* [Task prompt]
Nothing but the lines from the one containing "--target farm field" to the end of the data should be returned, each exactly as written.

* [Provided information]

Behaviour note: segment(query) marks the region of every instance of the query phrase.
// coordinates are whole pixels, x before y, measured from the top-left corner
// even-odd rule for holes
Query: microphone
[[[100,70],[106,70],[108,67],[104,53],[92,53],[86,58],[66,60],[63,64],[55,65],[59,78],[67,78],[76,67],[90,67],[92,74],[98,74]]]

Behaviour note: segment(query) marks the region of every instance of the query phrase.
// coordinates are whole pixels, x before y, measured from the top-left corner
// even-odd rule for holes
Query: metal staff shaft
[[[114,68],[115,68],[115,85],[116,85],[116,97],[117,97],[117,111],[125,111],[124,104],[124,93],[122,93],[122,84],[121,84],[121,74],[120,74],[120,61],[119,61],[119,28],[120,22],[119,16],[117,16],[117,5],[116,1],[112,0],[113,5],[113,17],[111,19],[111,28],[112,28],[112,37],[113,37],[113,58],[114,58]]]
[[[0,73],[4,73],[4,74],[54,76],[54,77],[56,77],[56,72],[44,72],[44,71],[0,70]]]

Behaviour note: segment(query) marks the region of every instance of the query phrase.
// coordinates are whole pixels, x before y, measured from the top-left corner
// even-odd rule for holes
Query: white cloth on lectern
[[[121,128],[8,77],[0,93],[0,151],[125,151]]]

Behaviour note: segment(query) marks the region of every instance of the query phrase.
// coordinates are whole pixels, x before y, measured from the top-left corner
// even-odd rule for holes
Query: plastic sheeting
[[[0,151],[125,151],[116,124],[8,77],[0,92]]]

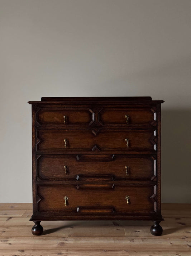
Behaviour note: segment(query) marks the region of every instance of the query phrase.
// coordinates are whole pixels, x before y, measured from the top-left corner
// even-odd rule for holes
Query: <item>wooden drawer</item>
[[[150,155],[39,155],[37,168],[40,180],[151,180],[156,175],[156,160]]]
[[[37,149],[63,153],[156,150],[156,130],[44,130],[37,131]],[[128,147],[125,139],[128,140]],[[66,147],[65,145],[66,144]]]
[[[89,126],[94,122],[94,113],[89,108],[42,108],[36,113],[36,124],[37,126],[56,125],[66,127],[79,125]]]
[[[98,120],[100,124],[105,126],[124,125],[156,126],[157,113],[155,108],[119,108],[104,107],[99,110]]]
[[[112,184],[38,185],[39,212],[68,212],[80,214],[113,214],[139,211],[153,212],[156,185],[123,185]],[[126,196],[130,199],[127,203]],[[68,200],[65,205],[64,198]]]
[[[35,123],[37,126],[59,125],[66,127],[73,125],[87,127],[119,125],[127,128],[152,126],[157,125],[157,113],[156,108],[150,107],[41,108],[36,113]]]

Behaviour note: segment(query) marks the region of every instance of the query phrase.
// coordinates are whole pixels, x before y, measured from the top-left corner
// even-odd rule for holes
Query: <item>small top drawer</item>
[[[72,126],[128,129],[157,125],[155,107],[109,108],[94,106],[71,108],[40,108],[35,113],[35,124],[41,126]]]
[[[131,126],[156,126],[156,108],[103,108],[98,113],[100,124],[105,126],[123,125],[126,128]]]
[[[91,125],[95,114],[88,108],[42,108],[36,113],[36,125]]]

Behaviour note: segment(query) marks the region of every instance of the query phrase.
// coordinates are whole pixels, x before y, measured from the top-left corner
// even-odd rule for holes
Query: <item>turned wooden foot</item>
[[[43,228],[40,224],[41,221],[35,221],[34,225],[32,228],[32,233],[35,235],[40,235],[43,232]]]
[[[153,220],[153,224],[151,227],[151,233],[153,235],[161,235],[162,233],[162,228],[159,223],[161,221]]]

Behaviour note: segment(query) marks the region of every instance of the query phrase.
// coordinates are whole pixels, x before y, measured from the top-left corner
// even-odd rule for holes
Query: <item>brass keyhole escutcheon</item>
[[[65,169],[65,172],[66,172],[66,175],[67,175],[67,173],[68,173],[68,166],[66,165],[64,166],[64,168]]]
[[[66,148],[66,147],[67,146],[67,142],[68,142],[68,140],[67,139],[65,139],[64,140],[64,141],[65,143],[65,148]]]
[[[125,139],[125,140],[126,142],[126,147],[128,148],[129,147],[129,144],[128,144],[129,139]]]
[[[127,175],[128,174],[128,171],[129,170],[129,166],[125,166],[125,167],[126,170],[126,171],[125,172],[125,173],[126,174],[126,175]]]
[[[64,118],[64,123],[65,124],[65,125],[66,122],[66,118],[67,117],[66,116],[63,116],[63,117]]]
[[[64,197],[64,199],[65,200],[65,205],[66,206],[67,205],[67,201],[68,201],[68,198],[66,196]]]
[[[130,197],[129,196],[126,196],[125,197],[125,199],[126,200],[126,203],[128,205],[129,204],[129,199],[130,199]]]
[[[125,118],[126,118],[126,123],[127,125],[128,122],[129,122],[129,116],[128,114],[126,114],[125,116]]]

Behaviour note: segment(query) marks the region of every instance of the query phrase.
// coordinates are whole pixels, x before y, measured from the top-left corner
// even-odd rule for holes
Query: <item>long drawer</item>
[[[123,150],[156,150],[154,129],[49,130],[37,131],[37,150],[61,150],[63,153],[76,150],[111,152]]]
[[[95,214],[153,212],[156,185],[39,185],[38,212]]]
[[[39,155],[37,169],[37,177],[44,180],[151,180],[156,175],[156,160],[150,155]]]

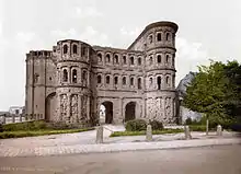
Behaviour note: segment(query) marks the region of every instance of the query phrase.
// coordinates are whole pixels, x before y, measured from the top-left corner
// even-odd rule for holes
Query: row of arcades
[[[97,54],[97,63],[99,65],[114,65],[114,66],[152,66],[152,65],[163,65],[163,66],[174,66],[174,54],[170,53],[158,53],[149,55],[145,59],[141,55],[120,55],[120,54],[111,54],[111,53],[99,53]]]
[[[125,89],[125,90],[163,90],[175,88],[175,77],[167,74],[153,74],[147,78],[136,74],[97,74],[97,88]]]
[[[84,84],[88,85],[88,71],[87,69],[79,69],[77,67],[64,68],[61,71],[60,83]],[[96,86],[105,89],[138,89],[138,90],[161,90],[172,89],[175,86],[175,77],[169,73],[153,74],[147,78],[137,74],[103,74],[97,73]]]

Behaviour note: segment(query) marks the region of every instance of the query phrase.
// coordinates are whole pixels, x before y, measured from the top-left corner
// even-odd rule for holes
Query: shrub
[[[191,117],[188,117],[188,118],[186,118],[186,120],[185,120],[185,125],[192,125],[192,118]]]
[[[41,130],[46,128],[44,120],[24,121],[3,125],[3,131]]]
[[[151,120],[149,124],[151,125],[152,130],[162,130],[164,128],[163,124],[159,120]]]
[[[3,131],[3,127],[2,127],[2,124],[0,123],[0,132]]]
[[[126,123],[127,131],[141,131],[147,129],[147,123],[144,119],[134,119]]]

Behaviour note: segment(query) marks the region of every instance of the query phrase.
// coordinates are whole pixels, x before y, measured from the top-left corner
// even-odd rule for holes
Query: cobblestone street
[[[0,158],[1,174],[240,174],[241,146]]]

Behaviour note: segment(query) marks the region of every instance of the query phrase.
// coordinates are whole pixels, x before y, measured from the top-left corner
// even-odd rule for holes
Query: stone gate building
[[[149,24],[127,48],[91,46],[81,40],[57,42],[53,50],[26,54],[26,114],[70,124],[134,118],[173,124],[175,34],[172,22]]]

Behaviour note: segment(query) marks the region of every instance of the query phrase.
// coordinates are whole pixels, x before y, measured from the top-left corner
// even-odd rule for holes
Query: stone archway
[[[50,93],[45,100],[45,120],[49,121],[54,119],[56,103],[56,92]]]
[[[113,123],[113,103],[112,102],[103,102],[101,107],[104,107],[102,112],[105,124]]]
[[[129,102],[125,107],[125,121],[136,118],[136,102]]]

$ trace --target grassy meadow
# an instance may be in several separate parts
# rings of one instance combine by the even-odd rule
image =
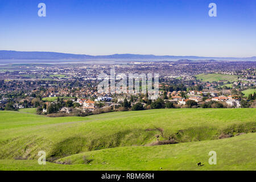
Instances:
[[[0,170],[255,169],[255,111],[157,109],[59,118],[32,109],[0,111]],[[241,133],[246,134],[218,139]],[[177,143],[159,145],[170,138]],[[41,150],[44,166],[36,160]],[[208,163],[211,150],[220,155],[220,165]],[[198,168],[199,161],[205,166]]]

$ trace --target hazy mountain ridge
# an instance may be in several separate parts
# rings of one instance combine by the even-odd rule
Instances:
[[[114,54],[111,55],[91,56],[55,52],[0,51],[0,60],[96,60],[96,59],[137,59],[137,60],[256,60],[251,57],[214,57],[195,56],[156,56],[154,55]]]

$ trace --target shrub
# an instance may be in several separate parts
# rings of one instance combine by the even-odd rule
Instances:
[[[138,102],[136,104],[134,105],[131,107],[132,110],[143,110],[143,105],[141,102]]]

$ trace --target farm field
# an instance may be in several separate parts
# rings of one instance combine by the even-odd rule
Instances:
[[[254,94],[254,93],[256,93],[256,89],[247,89],[243,91],[242,91],[243,93],[245,94],[244,96],[248,97],[249,94]]]
[[[195,75],[196,78],[199,80],[202,80],[204,82],[209,81],[212,82],[213,81],[223,81],[224,82],[229,81],[233,82],[237,81],[237,75],[222,75],[218,73],[210,73],[210,74],[199,74]]]
[[[158,109],[60,118],[0,111],[0,170],[255,170],[255,111]],[[246,134],[218,139],[240,133]],[[43,166],[36,160],[41,150],[48,161]],[[208,150],[220,155],[220,166],[208,164]],[[197,167],[200,161],[205,165]]]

* [Solution for this exercise]
$ trace --target farm field
# an instance may be in several separate parts
# rings of one instance combine by the even-odd rule
Instances:
[[[254,94],[254,93],[256,93],[256,89],[247,89],[243,91],[242,91],[243,93],[245,94],[244,96],[248,97],[249,94]]]
[[[195,75],[196,78],[199,80],[202,80],[204,82],[209,81],[212,82],[213,81],[223,81],[224,82],[229,81],[233,82],[237,81],[237,75],[222,75],[218,73],[210,73],[210,74],[199,74]]]
[[[158,109],[60,118],[0,111],[0,170],[255,170],[255,111]],[[246,134],[218,139],[240,133]],[[43,166],[36,160],[41,150],[48,161]],[[208,150],[220,155],[220,166],[208,164]],[[197,167],[200,161],[205,165]]]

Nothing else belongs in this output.